**Provided information:**
▼▼▼

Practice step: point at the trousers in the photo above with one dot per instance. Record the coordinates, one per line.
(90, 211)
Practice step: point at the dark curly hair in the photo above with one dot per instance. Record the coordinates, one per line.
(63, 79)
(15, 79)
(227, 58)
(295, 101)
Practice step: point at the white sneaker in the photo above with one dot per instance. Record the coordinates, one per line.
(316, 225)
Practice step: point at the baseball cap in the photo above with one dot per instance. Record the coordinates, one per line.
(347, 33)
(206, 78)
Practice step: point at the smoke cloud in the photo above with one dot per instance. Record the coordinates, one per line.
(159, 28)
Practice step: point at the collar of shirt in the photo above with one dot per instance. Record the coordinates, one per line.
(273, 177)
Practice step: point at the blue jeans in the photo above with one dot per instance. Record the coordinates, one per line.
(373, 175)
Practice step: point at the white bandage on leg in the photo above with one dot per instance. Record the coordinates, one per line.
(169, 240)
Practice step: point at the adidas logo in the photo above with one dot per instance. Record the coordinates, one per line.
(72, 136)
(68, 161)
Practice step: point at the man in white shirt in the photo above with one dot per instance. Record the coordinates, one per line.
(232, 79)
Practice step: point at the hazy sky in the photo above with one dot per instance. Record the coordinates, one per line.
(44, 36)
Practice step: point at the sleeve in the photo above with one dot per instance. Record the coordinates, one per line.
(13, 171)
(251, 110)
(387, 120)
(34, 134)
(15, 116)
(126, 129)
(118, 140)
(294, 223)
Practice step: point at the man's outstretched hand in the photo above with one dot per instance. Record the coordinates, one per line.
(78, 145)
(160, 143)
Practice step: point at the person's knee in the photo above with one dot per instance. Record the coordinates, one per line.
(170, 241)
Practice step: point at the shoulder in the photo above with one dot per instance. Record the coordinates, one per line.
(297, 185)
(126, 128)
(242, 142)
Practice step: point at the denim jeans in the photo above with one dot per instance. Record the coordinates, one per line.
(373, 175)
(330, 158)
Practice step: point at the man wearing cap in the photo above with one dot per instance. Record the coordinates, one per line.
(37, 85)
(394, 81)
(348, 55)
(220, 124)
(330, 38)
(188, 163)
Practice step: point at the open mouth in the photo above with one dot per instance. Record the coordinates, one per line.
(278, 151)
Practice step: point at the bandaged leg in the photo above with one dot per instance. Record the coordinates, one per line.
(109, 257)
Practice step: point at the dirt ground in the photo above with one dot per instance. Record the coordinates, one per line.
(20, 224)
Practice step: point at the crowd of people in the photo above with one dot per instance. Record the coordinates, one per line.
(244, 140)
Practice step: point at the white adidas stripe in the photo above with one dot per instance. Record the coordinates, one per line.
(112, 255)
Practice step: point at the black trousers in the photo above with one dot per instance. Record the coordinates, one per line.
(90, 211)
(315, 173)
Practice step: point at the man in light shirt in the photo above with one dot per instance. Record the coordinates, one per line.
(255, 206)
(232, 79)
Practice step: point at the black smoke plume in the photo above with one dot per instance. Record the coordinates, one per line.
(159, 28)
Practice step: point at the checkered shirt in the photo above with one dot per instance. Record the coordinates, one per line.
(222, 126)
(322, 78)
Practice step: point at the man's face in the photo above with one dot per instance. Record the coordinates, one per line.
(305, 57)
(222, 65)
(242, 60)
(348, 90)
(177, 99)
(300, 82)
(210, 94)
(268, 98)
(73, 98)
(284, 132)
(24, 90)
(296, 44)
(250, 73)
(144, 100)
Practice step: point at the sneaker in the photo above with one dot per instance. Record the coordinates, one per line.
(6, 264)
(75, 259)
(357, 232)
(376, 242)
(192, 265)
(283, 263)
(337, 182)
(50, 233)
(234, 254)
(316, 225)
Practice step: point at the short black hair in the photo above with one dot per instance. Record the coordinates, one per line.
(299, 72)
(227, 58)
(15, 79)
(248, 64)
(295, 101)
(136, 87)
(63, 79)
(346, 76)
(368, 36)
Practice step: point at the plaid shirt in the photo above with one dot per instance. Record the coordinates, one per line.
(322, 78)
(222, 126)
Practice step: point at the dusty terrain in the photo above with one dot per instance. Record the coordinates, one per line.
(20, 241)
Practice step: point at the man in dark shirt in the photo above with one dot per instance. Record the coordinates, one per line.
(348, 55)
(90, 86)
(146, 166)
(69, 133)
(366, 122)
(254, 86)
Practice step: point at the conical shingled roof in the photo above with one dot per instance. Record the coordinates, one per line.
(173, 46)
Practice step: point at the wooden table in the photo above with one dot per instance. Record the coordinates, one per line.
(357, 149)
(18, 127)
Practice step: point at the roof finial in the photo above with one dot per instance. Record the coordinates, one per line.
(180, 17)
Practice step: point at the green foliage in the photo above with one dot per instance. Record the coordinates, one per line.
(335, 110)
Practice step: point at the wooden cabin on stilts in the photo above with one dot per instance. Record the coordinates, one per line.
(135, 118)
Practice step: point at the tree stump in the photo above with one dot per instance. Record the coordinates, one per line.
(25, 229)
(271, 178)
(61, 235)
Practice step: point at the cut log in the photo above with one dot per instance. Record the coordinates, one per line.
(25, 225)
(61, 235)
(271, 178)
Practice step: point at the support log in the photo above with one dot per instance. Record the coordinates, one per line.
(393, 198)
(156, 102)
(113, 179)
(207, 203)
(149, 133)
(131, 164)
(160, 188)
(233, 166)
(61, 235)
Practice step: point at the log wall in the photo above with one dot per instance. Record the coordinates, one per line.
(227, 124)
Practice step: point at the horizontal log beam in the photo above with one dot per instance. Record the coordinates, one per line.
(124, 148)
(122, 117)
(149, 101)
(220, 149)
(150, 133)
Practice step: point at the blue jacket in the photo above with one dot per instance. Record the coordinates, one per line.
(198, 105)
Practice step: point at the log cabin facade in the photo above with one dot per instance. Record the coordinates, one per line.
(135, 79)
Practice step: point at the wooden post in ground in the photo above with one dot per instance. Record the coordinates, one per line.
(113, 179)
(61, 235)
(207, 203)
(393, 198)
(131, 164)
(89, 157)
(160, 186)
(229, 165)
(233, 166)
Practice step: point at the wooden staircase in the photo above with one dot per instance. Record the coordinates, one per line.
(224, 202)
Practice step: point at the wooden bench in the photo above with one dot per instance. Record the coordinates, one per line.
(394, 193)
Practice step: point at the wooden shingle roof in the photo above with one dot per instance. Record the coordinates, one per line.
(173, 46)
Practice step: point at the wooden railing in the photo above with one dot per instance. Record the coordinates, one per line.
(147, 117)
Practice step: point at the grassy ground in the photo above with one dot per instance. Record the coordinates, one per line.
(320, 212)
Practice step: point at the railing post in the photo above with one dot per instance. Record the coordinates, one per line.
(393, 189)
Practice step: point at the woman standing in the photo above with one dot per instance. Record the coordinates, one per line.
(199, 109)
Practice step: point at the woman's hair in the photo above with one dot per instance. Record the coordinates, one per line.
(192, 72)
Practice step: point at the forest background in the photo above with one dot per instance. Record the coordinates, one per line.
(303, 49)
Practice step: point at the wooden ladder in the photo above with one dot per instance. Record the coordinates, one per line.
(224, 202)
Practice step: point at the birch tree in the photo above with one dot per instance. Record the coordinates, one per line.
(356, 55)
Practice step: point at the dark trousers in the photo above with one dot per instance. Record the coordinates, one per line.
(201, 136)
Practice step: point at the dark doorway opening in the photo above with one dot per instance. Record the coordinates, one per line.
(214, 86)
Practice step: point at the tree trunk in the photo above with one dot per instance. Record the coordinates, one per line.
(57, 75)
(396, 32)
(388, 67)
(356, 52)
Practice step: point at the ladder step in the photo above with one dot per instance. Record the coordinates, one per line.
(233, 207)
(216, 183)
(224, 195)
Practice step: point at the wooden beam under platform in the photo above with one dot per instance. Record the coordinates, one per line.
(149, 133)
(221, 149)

▲▲▲

In full and unchanged, repeat the data above.

Practice step: point at the trousers in the photo above with one dot per instance. Record the coordinates, one per line.
(90, 211)
Practice step: point at the dark curly hair in the photo above with one dot per instance. Record the coordinates, one per line.
(63, 79)
(15, 79)
(227, 58)
(295, 101)
Practice step: point at the white sneaker in the photo above with one dot per instance. Record the coordinates, one per line.
(316, 225)
Practice step: point at the baseball cap in the photo above with one dot per instance. Record the coordinates, one per line.
(347, 33)
(206, 78)
Practice step: point at the smoke cloud in the photo above with one dot per instance. Record the coordinates, one per line.
(159, 28)
Practice step: point at the collar of shirt in the photo above with one dot per instance. Record the coordinates, one per line.
(273, 177)
Practice step: point at the blue jeans in the photo above with one dot per instance. Record the coordinates, one per line.
(373, 175)
Practice step: point at the white bandage on leg in the photo above with one dot per instance. Record the coordinates, one per line.
(169, 240)
Practice step: point at the adidas logo in the photo above with one dot per instance. Record the coordinates, one per line.
(72, 136)
(68, 161)
Practice step: point at the man in white shirt in the photo above with one dot per instance. Record the coordinates, one per line.
(232, 79)
Practice step: point at the hazy sky in the photo above with one dot per instance. Record the coordinates, one per line.
(44, 36)
Practice step: point at the sleeve in the photo above with one dot per instance. Record the coordinates, one per line.
(13, 171)
(251, 110)
(387, 120)
(34, 134)
(15, 116)
(126, 129)
(118, 140)
(294, 223)
Practice step: point at the man's outstretched hand in the photo above with one dot per instance. Record the coordinates, one per line.
(78, 145)
(160, 143)
Practice step: point at the person's knee in the photo above with one dot per instance. Record the coordinates, one per line.
(170, 241)
Practice step: point at the shoulder in the photo above with one dot per instance. Record the coordinates, one per line.
(297, 185)
(126, 128)
(242, 142)
Practice step: point at the denim jeans in the photo above with one dot per instance. Record the coordinates, one per line.
(373, 175)
(330, 158)
Practice step: point at the man wearing cap in the photo above with one dot per instance. Record the coordinates, one per line.
(37, 85)
(394, 81)
(348, 55)
(220, 124)
(330, 38)
(188, 163)
Practice step: point at the open mouth in the photo above with one dot per instance. Record the coordinates, one per line.
(278, 151)
Practice step: point at the bandaged leg in the photo above with one dot per instance. Record the coordinates, one per line.
(109, 257)
Practice step: point at the dirt ground in the photo above with one dot per instance. Record the coordinates, one per line.
(20, 224)
Practice step: point at the crowd of people in the photo above with one dot per instance. Record the coordinates, one per line.
(244, 140)
Practice step: point at the white adidas stripe in the photo above with one dot per instance. Record the coordinates, one per line.
(112, 255)
Practice step: point at the black trousers in the photo above with one dot per instance. Record the coordinates, one per line.
(90, 211)
(315, 173)
Practice step: point at the man in light shirt in the photo above with one dot per instance. Record the coordinates, one per line.
(255, 206)
(232, 79)
Practice step: point at the black smoke plume in the photo above with one dot per instance. Record the coordinates, one per line.
(159, 28)
Practice step: point at the checkered shirt in the photo above with one dot per instance. Record the coordinates, one per line.
(222, 126)
(322, 78)
Practice step: point at the man's face in the photo above with one dot per instance. Record the coordinates, one per line.
(305, 57)
(222, 65)
(242, 60)
(348, 90)
(177, 99)
(300, 82)
(210, 94)
(268, 98)
(73, 98)
(284, 132)
(24, 90)
(296, 44)
(250, 73)
(144, 100)
Practice step: point at the sneaker in the photo above with one dot per instance. Record the coordinates, one per line.
(6, 264)
(75, 259)
(357, 232)
(376, 242)
(192, 265)
(283, 263)
(337, 182)
(50, 233)
(234, 254)
(316, 225)
Practice step: point at the short black hair in the photo above with one dot per instance. Record the coordinates, one per line.
(299, 72)
(227, 58)
(15, 79)
(248, 64)
(295, 101)
(136, 87)
(63, 79)
(346, 76)
(368, 36)
Practice step: point at the plaid shirt in the photo above with one dot per instance. Record the coordinates, one per line.
(322, 78)
(222, 126)
Practice step: point at the dusty terrain in the photo above with one dot per instance. Record the coordinates, one per line.
(20, 241)
Practice step: point at the man in dark shirt in the photo above with one dot per instance. Record the coordinates, one per line.
(348, 55)
(90, 86)
(146, 166)
(69, 133)
(366, 122)
(254, 86)
Practice step: point at the conical shingled roof in the photo above with one dot per instance. Record the coordinates, one per line.
(173, 46)
Practice step: point at the wooden table in the photo above with one dot per instance. Record the coordinates, one per line.
(357, 149)
(18, 127)
Practice step: point at the roof finial in the photo above with one dot per instance. Record the coordinates, one per line.
(180, 17)
Practice step: point at the green foliage in the photo above with one dot per instance. Record the coordinates, one per line.
(335, 110)
Practice step: point at the wooden cabin on stilts in the photo above with one dot per instance. Record the coordinates, one per line.
(135, 118)
Practice step: point at the tree stump in the photo above with one dot per instance. Record the coordinates, one per line.
(25, 229)
(271, 178)
(61, 235)
Practice step: point at the cut log in the photo above with one dot per instance. Record the coordinates, one per line.
(25, 225)
(61, 235)
(271, 178)
Practice step: point at the support log in the photo above with one dot per instance. Record the coordinates, one per line.
(393, 198)
(156, 102)
(113, 179)
(207, 203)
(149, 133)
(131, 164)
(160, 188)
(233, 166)
(61, 235)
Practice step: point at the log wall in the photo above with one dot per instance. Record the coordinates, one per line.
(227, 124)
Practice step: point at the horizontal log beam in the photo above with one dot per instance. Record the coordinates, one per line.
(124, 148)
(122, 117)
(149, 101)
(220, 149)
(150, 133)
Practice step: point at the blue jacket in the photo above with one dot per instance. Record the coordinates, one per line.
(198, 105)
Practice step: point at the log cabin facade in the photo above with one dot per instance. Record the coordinates, one per line.
(135, 79)
Practice step: point at the wooden post in ground in the photo above with one dot per instance. Record the coordinates, one per line.
(113, 179)
(61, 235)
(207, 203)
(393, 198)
(131, 164)
(89, 157)
(160, 186)
(229, 165)
(233, 166)
Practice step: point at the wooden staircase in the photo above with one dot per instance. Record the coordinates, one per line.
(224, 202)
Practice step: point at the wooden bench in the photo above with one dot per instance. Record the coordinates, one per line.
(394, 193)
Practice step: point at the wooden shingle roof in the photo above with one dot per instance. Record the coordinates, one per line.
(173, 46)
Practice step: point at the wooden railing in the photo above with one dot per instance. Record the coordinates, one per line.
(147, 117)
Practice step: point at the grassy ground in the photo above with one dot per instance. Record the coordinates, one per line.
(320, 212)
Practice step: point at the railing post in the photo above with one dot per instance. Record the coordinates, one per line.
(393, 189)
Practice step: point at the woman standing in the photo above with one dot per instance. Record the coordinates, one per line.
(199, 109)
Practice step: point at the woman's hair in the photo above with one dot per instance. Record the coordinates, one per line.
(192, 72)
Practice step: point at the forest background in the photo above with one dot per instance. Record the coordinates, one per line.
(303, 49)
Practice step: point at the wooden ladder in the photo above with one dot per instance. Record the coordinates, one per line.
(224, 202)
Practice step: point at the birch tree in the photo above with one dot per instance. Record the coordinates, one per line.
(356, 55)
Practice step: point at the dark trousers in the photo above with one dot per instance. Record the coordinates, one per line.
(201, 136)
Practice step: point at the dark doorway opening in the photo above with one dot per instance. Record the coordinates, one per line.
(214, 86)
Practice step: point at the tree trunk in the photo above with one dot per instance. Record the coordinates, one per line.
(57, 75)
(396, 32)
(388, 67)
(356, 52)
Practice step: point at the ladder step in the photo above with one dot per instance. Record the coordinates, one per line.
(233, 207)
(216, 183)
(224, 195)
Practice step: point at the wooden beam under platform in the photo above with one dot per instance. Record the coordinates, one per line.
(149, 133)
(221, 149)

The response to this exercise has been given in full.